### TRY IT
Set down, word for word, everything in the Tsinghua International School text from "Chinese name" down to "in grades 1-12.".

(TEXT BLOCK Opens)

- Zhongguancun North Rd. Haidian, Beijing 100084 People's Republic of China

Information
- Type: International School/Private School
- Founded: 2009; 17 years ago
- Principal: Zhu Ying (executive principal), Scott Paré (academic principal)
- Grades: Grade 1-12
- Enrollment: 430
- Campus type: Large private campus
- Colors: Purple, White, Lavender
- Mascot: Spartans
- Newspaper: The Spartan Times
- Website: www.this.edu.cn

Chinese name
- Simplified Chinese: 清华大学附属中学国际部
- Traditional Chinese: 清華大學附屬中學國際部

Standard Mandarin
- Hanyu Pinyin: Qīnghuá Dàxué Fùshǔ Zhōngxué Guójìbù

= Tsinghua International School =

International school in Haidian, Beijing

Tsinghua International School (THIS, 清华大学附属中学国际部) is a for-profit, WASC-accredited international school in Beijing, that was founded in 2009. THIS is attached to one of Beijing's top public secondary schools, Tsinghua Fuzhong. Tsinghua Fuzhong is the secondary school affiliated to Tsinghua University. THIS shares some facilities with Tsinghua Fuzhong, but remains an independent school. As of the 2025-26 school year they have around 530 students in grades 1-12.

THIS is in the Advanced Placement program and its courses are derived from the Common Core State Standards Initiative. The colleges attended by alumni are impressive for a small school, including names like Columbia University, Brown University and MIT.

==Facilities==
THIS has an elementary school, middle school, and high school. They recently finished the construction of their teaching building with modern classrooms and science labs. In addition, the school just finished construction of an indoor gym. Other facilities include:
- Classrooms
- Library
- Science laboratories
- Cafeteria
- Athletics track
- Basketball courts
- Soccer field
- Computer labs
- Soundproof music studio
- Drama studio
- Black Box Theatre
- Teachers' lounge
- Computer lab
- New Multi-story Gym

==High school program==
The US-based high school curriculum prepares students for colleges in the United States, Canada, and other western countries. Multiple advanced placement courses such as AP World History, AP English Language and Composition, and AP Physics are available, while new courses are being introduced in the future.

(TEXT BLOCK Closes)
(ENTRIES SUPPLIED Opens)

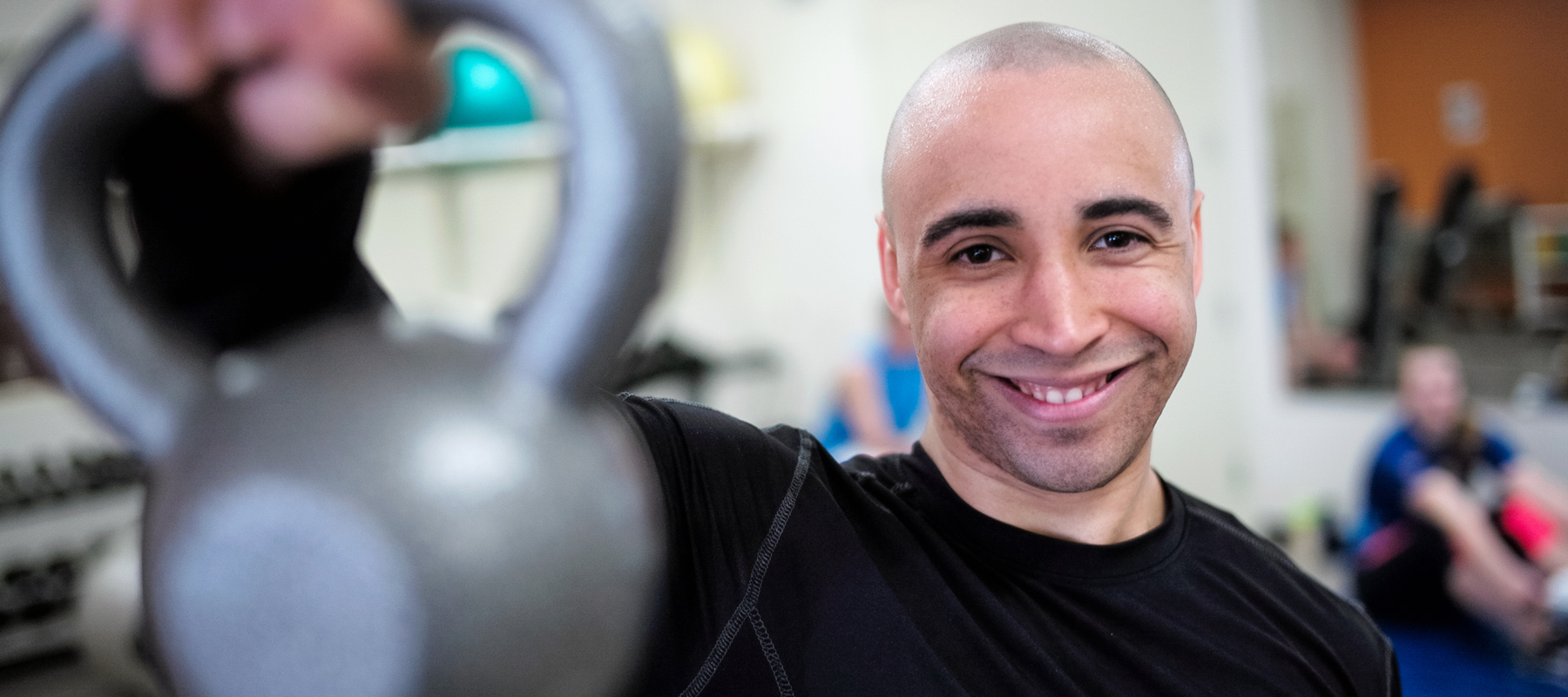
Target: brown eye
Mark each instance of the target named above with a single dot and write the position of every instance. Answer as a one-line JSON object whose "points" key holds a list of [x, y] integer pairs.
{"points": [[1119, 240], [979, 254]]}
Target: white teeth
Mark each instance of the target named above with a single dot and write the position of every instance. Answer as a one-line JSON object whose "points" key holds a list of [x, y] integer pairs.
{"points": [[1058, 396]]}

(ENTRIES SUPPLIED Closes)
(ENTRIES SUPPLIED Opens)

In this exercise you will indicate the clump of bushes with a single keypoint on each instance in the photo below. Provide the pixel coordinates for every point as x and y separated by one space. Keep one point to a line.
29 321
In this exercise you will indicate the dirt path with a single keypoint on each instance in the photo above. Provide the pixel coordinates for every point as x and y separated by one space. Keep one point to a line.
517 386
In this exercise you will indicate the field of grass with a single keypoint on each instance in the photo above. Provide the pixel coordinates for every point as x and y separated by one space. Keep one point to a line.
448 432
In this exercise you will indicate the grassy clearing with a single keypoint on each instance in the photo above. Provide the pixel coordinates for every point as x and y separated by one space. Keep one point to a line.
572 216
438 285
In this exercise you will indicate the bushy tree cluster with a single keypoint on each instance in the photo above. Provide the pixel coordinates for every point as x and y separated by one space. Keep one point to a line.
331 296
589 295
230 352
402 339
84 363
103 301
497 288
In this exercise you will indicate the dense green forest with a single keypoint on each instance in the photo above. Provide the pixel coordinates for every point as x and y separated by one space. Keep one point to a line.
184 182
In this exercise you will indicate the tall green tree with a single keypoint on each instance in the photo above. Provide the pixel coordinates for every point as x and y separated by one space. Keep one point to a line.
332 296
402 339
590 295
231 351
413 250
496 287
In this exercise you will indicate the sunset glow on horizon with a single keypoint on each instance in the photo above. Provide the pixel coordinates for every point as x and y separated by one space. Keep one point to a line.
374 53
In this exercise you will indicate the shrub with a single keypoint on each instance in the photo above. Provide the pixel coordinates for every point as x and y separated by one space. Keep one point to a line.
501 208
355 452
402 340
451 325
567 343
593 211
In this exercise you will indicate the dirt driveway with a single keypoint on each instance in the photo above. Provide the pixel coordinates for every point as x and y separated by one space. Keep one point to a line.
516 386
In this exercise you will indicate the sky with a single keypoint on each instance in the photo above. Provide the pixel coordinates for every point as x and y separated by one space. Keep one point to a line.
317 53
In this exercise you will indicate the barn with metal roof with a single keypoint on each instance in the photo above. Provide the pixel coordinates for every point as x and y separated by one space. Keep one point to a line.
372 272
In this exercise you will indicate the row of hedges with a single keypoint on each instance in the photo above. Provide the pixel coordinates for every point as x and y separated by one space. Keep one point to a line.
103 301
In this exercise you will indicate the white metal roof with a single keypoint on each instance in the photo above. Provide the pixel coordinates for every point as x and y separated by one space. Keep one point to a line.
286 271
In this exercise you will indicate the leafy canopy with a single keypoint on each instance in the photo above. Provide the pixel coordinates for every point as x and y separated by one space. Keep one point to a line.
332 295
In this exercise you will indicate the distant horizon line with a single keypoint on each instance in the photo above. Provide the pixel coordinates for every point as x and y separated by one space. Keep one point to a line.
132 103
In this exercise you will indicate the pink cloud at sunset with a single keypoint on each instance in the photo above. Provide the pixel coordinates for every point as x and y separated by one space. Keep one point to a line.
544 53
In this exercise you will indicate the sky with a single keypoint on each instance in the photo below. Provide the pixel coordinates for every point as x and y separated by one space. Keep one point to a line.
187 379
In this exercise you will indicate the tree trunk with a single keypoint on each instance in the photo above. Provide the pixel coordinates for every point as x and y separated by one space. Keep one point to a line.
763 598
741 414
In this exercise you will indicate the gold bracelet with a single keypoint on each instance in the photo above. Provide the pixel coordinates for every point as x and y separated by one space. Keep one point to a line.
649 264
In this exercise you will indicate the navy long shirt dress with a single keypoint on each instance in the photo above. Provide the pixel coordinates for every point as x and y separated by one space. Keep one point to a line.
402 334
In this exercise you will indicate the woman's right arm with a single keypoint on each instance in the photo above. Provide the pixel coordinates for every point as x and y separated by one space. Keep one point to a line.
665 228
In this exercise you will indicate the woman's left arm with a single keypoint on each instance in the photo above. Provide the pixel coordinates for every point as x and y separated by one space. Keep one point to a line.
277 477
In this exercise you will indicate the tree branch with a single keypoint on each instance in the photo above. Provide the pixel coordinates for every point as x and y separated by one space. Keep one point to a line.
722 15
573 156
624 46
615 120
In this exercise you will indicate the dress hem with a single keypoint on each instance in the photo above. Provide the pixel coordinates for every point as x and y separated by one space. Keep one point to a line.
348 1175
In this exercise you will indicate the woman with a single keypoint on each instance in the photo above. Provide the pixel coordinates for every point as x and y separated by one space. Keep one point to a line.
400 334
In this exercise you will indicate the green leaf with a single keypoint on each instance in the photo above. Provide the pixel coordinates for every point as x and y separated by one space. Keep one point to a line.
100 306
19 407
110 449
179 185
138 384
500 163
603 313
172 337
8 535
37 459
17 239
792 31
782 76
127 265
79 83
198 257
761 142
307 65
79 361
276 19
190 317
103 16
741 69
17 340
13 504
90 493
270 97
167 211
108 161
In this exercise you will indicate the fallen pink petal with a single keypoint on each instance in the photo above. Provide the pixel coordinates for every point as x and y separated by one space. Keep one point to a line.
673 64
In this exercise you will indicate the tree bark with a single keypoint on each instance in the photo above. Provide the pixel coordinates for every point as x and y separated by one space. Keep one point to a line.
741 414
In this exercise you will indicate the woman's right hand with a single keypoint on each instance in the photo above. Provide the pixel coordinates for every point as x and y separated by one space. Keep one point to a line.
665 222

(ENTRIES SUPPLIED Closes)
(ENTRIES SUPPLIED Opens)

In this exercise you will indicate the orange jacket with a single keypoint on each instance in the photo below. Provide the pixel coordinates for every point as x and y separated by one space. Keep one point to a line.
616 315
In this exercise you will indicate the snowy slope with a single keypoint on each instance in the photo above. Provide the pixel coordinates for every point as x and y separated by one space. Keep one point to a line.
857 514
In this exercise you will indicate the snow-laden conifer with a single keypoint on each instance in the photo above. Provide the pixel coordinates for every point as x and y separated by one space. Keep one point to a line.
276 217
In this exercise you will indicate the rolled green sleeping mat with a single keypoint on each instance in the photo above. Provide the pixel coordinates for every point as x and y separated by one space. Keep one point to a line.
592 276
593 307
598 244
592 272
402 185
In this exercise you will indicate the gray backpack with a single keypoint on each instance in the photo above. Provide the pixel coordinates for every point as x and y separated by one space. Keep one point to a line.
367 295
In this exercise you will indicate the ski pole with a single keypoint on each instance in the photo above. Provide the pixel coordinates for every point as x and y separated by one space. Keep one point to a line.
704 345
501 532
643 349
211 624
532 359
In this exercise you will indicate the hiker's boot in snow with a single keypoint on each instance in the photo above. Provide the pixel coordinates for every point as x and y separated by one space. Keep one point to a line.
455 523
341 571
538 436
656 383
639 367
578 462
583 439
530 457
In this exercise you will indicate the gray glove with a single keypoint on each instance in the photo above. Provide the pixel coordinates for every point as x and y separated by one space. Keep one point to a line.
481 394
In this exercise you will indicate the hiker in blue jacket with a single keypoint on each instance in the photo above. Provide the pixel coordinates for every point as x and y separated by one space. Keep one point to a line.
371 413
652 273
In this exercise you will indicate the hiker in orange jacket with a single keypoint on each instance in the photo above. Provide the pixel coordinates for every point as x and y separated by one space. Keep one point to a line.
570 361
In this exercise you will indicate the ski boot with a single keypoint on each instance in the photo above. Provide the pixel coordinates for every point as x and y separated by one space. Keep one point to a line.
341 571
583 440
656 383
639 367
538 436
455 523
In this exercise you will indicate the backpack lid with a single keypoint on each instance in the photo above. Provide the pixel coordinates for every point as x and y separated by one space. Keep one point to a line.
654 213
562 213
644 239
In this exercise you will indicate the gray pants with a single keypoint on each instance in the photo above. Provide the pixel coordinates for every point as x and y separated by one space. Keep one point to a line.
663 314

(ENTRIES SUPPLIED Closes)

### EXERCISE RESULT
Chinese name
- Simplified Chinese: 清华大学附属中学国际部
- Traditional Chinese: 清華大學附屬中學國際部

Standard Mandarin
- Hanyu Pinyin: Qīnghuá Dàxué Fùshǔ Zhōngxué Guójìbù

= Tsinghua International School =

International school in Haidian, Beijing

Tsinghua International School (THIS, 清华大学附属中学国际部) is a for-profit, WASC-accredited international school in Beijing, that was founded in 2009. THIS is attached to one of Beijing's top public secondary schools, Tsinghua Fuzhong. Tsinghua Fuzhong is the secondary school affiliated to Tsinghua University. THIS shares some facilities with Tsinghua Fuzhong, but remains an independent school. As of the 2025-26 school year they have around 530 students in grades 1-12.